-- BEGIN Data provided --

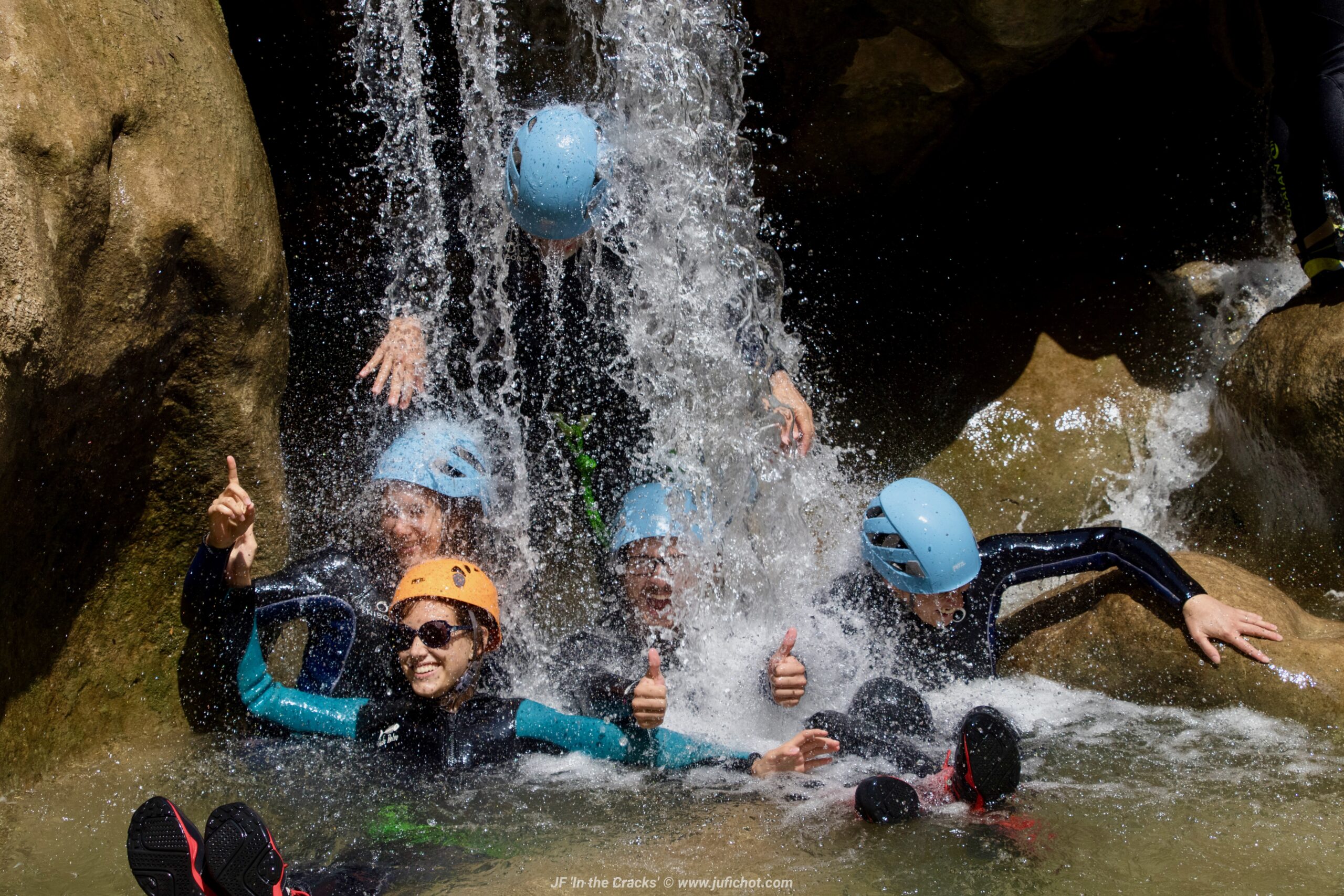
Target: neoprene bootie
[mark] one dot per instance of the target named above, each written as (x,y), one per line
(987,763)
(166,851)
(1323,262)
(884,800)
(241,855)
(891,708)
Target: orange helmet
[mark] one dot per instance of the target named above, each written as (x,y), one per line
(452,579)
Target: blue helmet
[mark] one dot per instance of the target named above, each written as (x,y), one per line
(440,456)
(644,515)
(553,184)
(916,535)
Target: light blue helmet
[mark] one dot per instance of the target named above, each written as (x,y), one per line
(644,515)
(916,535)
(440,456)
(553,183)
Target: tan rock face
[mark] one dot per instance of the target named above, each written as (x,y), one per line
(144,333)
(1278,422)
(1042,456)
(1112,633)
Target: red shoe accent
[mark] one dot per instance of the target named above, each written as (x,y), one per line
(279,890)
(193,848)
(971,781)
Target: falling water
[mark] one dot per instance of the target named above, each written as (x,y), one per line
(392,64)
(1227,300)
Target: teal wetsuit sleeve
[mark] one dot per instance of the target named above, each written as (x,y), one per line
(604,741)
(289,707)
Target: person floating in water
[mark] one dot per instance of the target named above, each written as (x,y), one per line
(435,499)
(1307,125)
(934,593)
(444,624)
(654,575)
(554,188)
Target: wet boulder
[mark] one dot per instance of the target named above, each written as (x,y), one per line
(144,293)
(1043,455)
(1278,425)
(1112,633)
(866,90)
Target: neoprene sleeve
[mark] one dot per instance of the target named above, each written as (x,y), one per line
(604,741)
(339,716)
(289,707)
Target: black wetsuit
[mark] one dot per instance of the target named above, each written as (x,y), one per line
(483,730)
(346,655)
(1307,111)
(930,657)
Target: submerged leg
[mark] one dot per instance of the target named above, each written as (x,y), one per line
(983,770)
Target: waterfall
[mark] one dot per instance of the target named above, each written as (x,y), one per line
(392,62)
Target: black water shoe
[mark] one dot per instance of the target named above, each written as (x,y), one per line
(891,708)
(166,851)
(241,856)
(884,800)
(987,765)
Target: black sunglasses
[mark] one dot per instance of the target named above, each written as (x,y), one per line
(433,635)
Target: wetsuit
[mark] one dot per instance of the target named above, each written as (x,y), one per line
(603,664)
(331,592)
(483,730)
(1307,109)
(932,657)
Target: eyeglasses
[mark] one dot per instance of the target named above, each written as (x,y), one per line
(433,635)
(649,566)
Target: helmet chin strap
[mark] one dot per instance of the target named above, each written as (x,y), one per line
(466,687)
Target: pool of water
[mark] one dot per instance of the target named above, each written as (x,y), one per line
(1122,798)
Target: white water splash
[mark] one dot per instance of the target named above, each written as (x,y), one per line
(1170,458)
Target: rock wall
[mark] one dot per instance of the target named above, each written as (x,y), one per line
(144,293)
(866,90)
(1112,633)
(1278,424)
(1042,456)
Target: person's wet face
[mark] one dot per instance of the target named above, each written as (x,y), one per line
(433,672)
(656,575)
(421,525)
(562,248)
(936,609)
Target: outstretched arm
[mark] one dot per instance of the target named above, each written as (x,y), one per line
(1014,559)
(400,362)
(289,707)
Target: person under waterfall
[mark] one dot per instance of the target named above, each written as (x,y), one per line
(444,623)
(433,493)
(934,593)
(616,666)
(570,358)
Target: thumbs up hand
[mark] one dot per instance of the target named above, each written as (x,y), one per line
(651,695)
(788,675)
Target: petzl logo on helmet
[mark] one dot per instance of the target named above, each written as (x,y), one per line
(389,734)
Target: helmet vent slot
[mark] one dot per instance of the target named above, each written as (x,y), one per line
(910,568)
(471,460)
(887,541)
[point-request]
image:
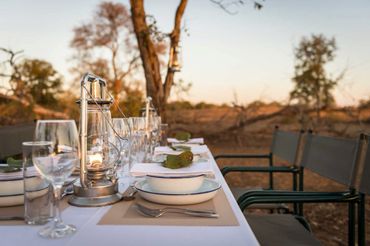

-- END Data provided --

To do: Collect every line of the listing above that contains the word "person".

Final result:
Target: person floating in water
Target: person's wet face
Target: person under waterfall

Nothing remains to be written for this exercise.